--- begin DATA EXTRACT ---

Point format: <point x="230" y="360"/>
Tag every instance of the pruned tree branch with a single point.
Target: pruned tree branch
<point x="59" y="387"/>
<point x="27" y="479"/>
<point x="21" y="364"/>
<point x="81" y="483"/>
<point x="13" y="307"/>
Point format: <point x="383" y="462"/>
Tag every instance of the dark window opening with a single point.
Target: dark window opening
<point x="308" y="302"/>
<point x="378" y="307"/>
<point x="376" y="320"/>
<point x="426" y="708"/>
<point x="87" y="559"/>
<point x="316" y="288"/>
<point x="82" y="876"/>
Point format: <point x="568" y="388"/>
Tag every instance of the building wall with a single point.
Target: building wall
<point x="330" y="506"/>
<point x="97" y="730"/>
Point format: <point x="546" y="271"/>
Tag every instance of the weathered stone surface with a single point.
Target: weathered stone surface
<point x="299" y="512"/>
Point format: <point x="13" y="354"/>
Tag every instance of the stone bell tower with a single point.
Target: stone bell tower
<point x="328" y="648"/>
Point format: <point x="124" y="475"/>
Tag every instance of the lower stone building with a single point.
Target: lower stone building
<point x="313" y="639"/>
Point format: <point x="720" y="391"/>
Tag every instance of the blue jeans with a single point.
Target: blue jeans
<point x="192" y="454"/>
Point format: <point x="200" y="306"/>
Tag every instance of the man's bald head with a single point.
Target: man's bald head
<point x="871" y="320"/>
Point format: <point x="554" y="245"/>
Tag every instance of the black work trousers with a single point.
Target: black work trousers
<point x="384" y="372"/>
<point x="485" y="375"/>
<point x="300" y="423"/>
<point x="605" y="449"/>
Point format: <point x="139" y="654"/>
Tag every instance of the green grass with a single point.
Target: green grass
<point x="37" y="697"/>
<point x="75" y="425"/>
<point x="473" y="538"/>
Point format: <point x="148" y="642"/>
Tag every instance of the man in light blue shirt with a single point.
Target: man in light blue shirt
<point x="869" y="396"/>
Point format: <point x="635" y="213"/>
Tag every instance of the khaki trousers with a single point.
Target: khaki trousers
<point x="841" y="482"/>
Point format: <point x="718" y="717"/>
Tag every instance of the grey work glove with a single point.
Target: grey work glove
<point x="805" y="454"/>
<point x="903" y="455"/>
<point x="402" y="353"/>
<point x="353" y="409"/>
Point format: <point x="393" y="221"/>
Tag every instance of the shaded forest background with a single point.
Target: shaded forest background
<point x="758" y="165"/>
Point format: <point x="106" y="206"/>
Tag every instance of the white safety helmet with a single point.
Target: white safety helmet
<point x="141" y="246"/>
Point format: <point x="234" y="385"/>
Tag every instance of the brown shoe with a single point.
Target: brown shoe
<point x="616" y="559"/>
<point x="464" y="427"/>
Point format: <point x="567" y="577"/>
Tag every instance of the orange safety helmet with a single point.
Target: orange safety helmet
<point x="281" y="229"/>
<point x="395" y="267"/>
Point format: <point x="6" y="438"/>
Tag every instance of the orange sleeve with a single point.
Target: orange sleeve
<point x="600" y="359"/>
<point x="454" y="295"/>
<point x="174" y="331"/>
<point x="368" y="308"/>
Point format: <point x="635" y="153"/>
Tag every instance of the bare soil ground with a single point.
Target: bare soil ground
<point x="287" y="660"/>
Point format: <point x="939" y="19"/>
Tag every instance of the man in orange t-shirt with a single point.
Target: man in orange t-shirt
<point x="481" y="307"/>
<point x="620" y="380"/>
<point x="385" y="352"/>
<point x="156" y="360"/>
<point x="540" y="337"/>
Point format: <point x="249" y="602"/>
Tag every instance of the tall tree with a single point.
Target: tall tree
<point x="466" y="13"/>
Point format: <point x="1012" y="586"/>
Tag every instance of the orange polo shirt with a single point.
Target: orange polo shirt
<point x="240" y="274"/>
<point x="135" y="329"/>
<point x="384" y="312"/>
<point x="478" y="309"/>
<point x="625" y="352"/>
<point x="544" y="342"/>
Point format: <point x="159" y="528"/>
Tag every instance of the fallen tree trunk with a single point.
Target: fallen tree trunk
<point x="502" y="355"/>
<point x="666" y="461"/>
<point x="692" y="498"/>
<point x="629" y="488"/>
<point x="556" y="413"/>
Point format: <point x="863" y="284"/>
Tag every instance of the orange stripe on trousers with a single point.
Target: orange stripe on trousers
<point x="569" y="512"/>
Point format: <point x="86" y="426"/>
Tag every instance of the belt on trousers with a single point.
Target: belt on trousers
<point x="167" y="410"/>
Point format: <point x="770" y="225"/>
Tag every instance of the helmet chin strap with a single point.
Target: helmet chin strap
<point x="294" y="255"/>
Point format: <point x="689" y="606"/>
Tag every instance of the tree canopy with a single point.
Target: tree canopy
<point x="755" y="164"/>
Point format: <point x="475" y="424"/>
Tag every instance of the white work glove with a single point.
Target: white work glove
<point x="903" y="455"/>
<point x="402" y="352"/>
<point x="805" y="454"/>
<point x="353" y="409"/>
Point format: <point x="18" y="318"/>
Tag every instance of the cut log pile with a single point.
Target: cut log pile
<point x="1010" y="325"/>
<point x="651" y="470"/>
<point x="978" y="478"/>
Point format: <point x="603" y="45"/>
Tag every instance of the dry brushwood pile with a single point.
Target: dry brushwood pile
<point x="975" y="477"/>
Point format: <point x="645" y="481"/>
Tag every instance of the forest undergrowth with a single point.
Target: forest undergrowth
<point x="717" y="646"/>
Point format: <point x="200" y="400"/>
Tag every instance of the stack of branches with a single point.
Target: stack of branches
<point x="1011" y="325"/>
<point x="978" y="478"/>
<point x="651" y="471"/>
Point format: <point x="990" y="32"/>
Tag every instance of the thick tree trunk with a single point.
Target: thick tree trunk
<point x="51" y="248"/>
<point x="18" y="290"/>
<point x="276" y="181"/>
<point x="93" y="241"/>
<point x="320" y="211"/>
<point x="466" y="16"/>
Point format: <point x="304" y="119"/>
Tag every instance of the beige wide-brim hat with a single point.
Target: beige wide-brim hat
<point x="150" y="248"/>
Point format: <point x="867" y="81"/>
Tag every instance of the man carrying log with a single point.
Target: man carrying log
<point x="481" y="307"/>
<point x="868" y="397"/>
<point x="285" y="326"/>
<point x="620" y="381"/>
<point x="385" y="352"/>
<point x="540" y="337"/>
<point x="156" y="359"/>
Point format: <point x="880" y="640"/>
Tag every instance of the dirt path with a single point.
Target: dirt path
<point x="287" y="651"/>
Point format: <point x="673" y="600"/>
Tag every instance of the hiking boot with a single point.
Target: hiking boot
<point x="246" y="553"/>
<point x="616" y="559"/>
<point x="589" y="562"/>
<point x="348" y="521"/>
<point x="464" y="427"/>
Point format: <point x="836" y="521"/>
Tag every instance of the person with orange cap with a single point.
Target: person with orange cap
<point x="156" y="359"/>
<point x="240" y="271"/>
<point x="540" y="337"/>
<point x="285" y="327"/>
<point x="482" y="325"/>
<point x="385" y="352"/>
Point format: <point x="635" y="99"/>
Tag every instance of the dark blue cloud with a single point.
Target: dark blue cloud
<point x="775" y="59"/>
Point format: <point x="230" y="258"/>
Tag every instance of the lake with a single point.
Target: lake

--- end DATA EXTRACT ---

* [PROBLEM] Copy each entry exactly, with nothing added or dropped.

* [EXERCISE ANSWER]
Point format: <point x="230" y="360"/>
Tag every instance of the pruned tree branch with a single point.
Target: pruned tree branch
<point x="59" y="387"/>
<point x="27" y="479"/>
<point x="21" y="364"/>
<point x="81" y="483"/>
<point x="13" y="307"/>
Point format: <point x="383" y="462"/>
Tag every instance of the dark window opening with a single point.
Target: dark window opening
<point x="308" y="302"/>
<point x="378" y="307"/>
<point x="376" y="320"/>
<point x="426" y="708"/>
<point x="87" y="559"/>
<point x="316" y="288"/>
<point x="82" y="876"/>
Point format: <point x="568" y="388"/>
Tag every instance of the building wall with a single point.
Target: building wall
<point x="330" y="506"/>
<point x="97" y="730"/>
Point format: <point x="546" y="271"/>
Tag every instance of the weathered stone surface with a single point.
Target: weathered stone surface
<point x="299" y="512"/>
Point format: <point x="13" y="354"/>
Tag every instance of the stone bell tower with a single point.
Target: stone bell tower
<point x="328" y="648"/>
Point format: <point x="124" y="475"/>
Tag every instance of the lower stone building with a single point.
Target: lower stone building
<point x="313" y="639"/>
Point format: <point x="720" y="391"/>
Tag every instance of the blue jeans with a single point.
Target: blue jeans
<point x="192" y="454"/>
Point format: <point x="200" y="306"/>
Tag every instance of the man's bald head with a single point.
Target: man's bald head
<point x="871" y="320"/>
Point format: <point x="554" y="245"/>
Tag every instance of the black work trousers with a single point.
Target: black work trousers
<point x="384" y="372"/>
<point x="485" y="375"/>
<point x="300" y="423"/>
<point x="605" y="449"/>
Point format: <point x="139" y="654"/>
Tag every instance of the green grass with a single point.
Target: green grass
<point x="37" y="697"/>
<point x="75" y="425"/>
<point x="473" y="538"/>
Point format: <point x="148" y="642"/>
Tag every instance of the man in light blue shirt with a single point.
Target: man in light blue shirt
<point x="869" y="396"/>
Point format: <point x="635" y="213"/>
Tag every instance of the khaki trousers with a single point.
Target: khaki trousers
<point x="841" y="482"/>
Point format: <point x="718" y="717"/>
Tag every instance of the grey work glove with a single point.
Target: grey work glove
<point x="805" y="454"/>
<point x="903" y="455"/>
<point x="402" y="353"/>
<point x="353" y="409"/>
Point format: <point x="393" y="221"/>
Tag every instance of the shaded forest background with a single point.
Target: shaded forest background
<point x="758" y="165"/>
Point format: <point x="106" y="206"/>
Tag every instance of the white safety helmet with a single point.
Target: white safety helmet
<point x="141" y="246"/>
Point format: <point x="234" y="385"/>
Tag every instance of the brown shoe with a single point.
Target: brown shoe
<point x="616" y="559"/>
<point x="464" y="427"/>
Point format: <point x="567" y="577"/>
Tag every instance of the orange safety helmet with a single point.
Target: orange safety helmet
<point x="281" y="229"/>
<point x="395" y="267"/>
Point format: <point x="6" y="438"/>
Tag every instance of the orange sleeve with a single point.
Target: orange sleeve
<point x="600" y="359"/>
<point x="454" y="295"/>
<point x="174" y="331"/>
<point x="368" y="308"/>
Point format: <point x="635" y="153"/>
Tag every instance of the bare soil ground with a single point.
Target: bare soil ground
<point x="287" y="660"/>
Point format: <point x="939" y="19"/>
Tag every instance of the man in orange t-shirt with a single point.
Target: man in orange t-shirt
<point x="481" y="307"/>
<point x="620" y="380"/>
<point x="385" y="352"/>
<point x="156" y="360"/>
<point x="540" y="337"/>
Point format: <point x="249" y="602"/>
Tag every instance of the tall tree with a single point.
Target: tall tree
<point x="466" y="13"/>
Point format: <point x="1012" y="586"/>
Tag every instance of the orange polo shirt with a single point.
Target: orange polo shirt
<point x="240" y="274"/>
<point x="135" y="329"/>
<point x="384" y="312"/>
<point x="478" y="309"/>
<point x="625" y="352"/>
<point x="544" y="342"/>
Point format: <point x="159" y="528"/>
Tag every instance of the fallen tree trunk with a single point.
Target: fallen tree trunk
<point x="502" y="355"/>
<point x="666" y="461"/>
<point x="692" y="498"/>
<point x="629" y="488"/>
<point x="556" y="413"/>
Point format: <point x="863" y="284"/>
Tag every instance of the orange stripe on trousers with a single point.
Target: orange stripe on trousers
<point x="569" y="512"/>
Point format: <point x="86" y="426"/>
Tag every instance of the belt on trousers with a single point.
Target: belt on trousers
<point x="167" y="410"/>
Point format: <point x="770" y="225"/>
Tag every instance of the helmet chin strap with a single point.
Target: helmet chin strap
<point x="294" y="255"/>
Point format: <point x="689" y="606"/>
Tag every instance of the tree canopy with a single point.
Target: tree canopy
<point x="755" y="164"/>
Point format: <point x="475" y="424"/>
Tag every instance of the white work glove with a single point.
Target: white work glove
<point x="903" y="455"/>
<point x="402" y="352"/>
<point x="805" y="454"/>
<point x="353" y="409"/>
Point format: <point x="18" y="318"/>
Tag every instance of the cut log pile with a single point.
Target: cut log pile
<point x="1010" y="325"/>
<point x="651" y="470"/>
<point x="978" y="478"/>
Point format: <point x="603" y="45"/>
Tag every instance of the dry brushwood pile with a single point.
Target: dry brushwood pile
<point x="975" y="477"/>
Point format: <point x="645" y="481"/>
Tag every instance of the forest undergrowth with a single point.
Target: forest undergrowth
<point x="717" y="646"/>
Point format: <point x="200" y="400"/>
Tag every instance of the stack of branches with a single point.
Target: stack of branches
<point x="1011" y="325"/>
<point x="978" y="478"/>
<point x="651" y="471"/>
Point format: <point x="990" y="32"/>
Tag every instance of the thick tree trunk with a single point.
Target: thick tree trunk
<point x="51" y="248"/>
<point x="18" y="290"/>
<point x="276" y="181"/>
<point x="93" y="241"/>
<point x="320" y="211"/>
<point x="466" y="16"/>
Point format: <point x="304" y="119"/>
Tag every instance of the beige wide-brim hat with a single point.
Target: beige wide-brim hat
<point x="150" y="248"/>
Point format: <point x="867" y="81"/>
Tag every instance of the man carrying log with a single point.
Target: man carrying log
<point x="481" y="307"/>
<point x="868" y="397"/>
<point x="285" y="326"/>
<point x="620" y="381"/>
<point x="385" y="352"/>
<point x="540" y="337"/>
<point x="156" y="359"/>
Point format: <point x="880" y="640"/>
Tag every instance of the dirt path with a single point.
Target: dirt path
<point x="287" y="651"/>
Point format: <point x="673" y="600"/>
Tag every instance of the hiking boot with a single point.
Target: hiking boot
<point x="246" y="553"/>
<point x="616" y="559"/>
<point x="589" y="562"/>
<point x="348" y="521"/>
<point x="464" y="427"/>
Point format: <point x="836" y="521"/>
Tag every instance of the person with orange cap with a single point.
Target: person with orange cap
<point x="156" y="359"/>
<point x="240" y="271"/>
<point x="540" y="337"/>
<point x="285" y="327"/>
<point x="482" y="325"/>
<point x="385" y="352"/>
Point format: <point x="635" y="99"/>
Tag every instance of the dark blue cloud with a single point.
Target: dark blue cloud
<point x="775" y="59"/>
Point format: <point x="230" y="258"/>
Tag every instance of the lake with a single point.
Target: lake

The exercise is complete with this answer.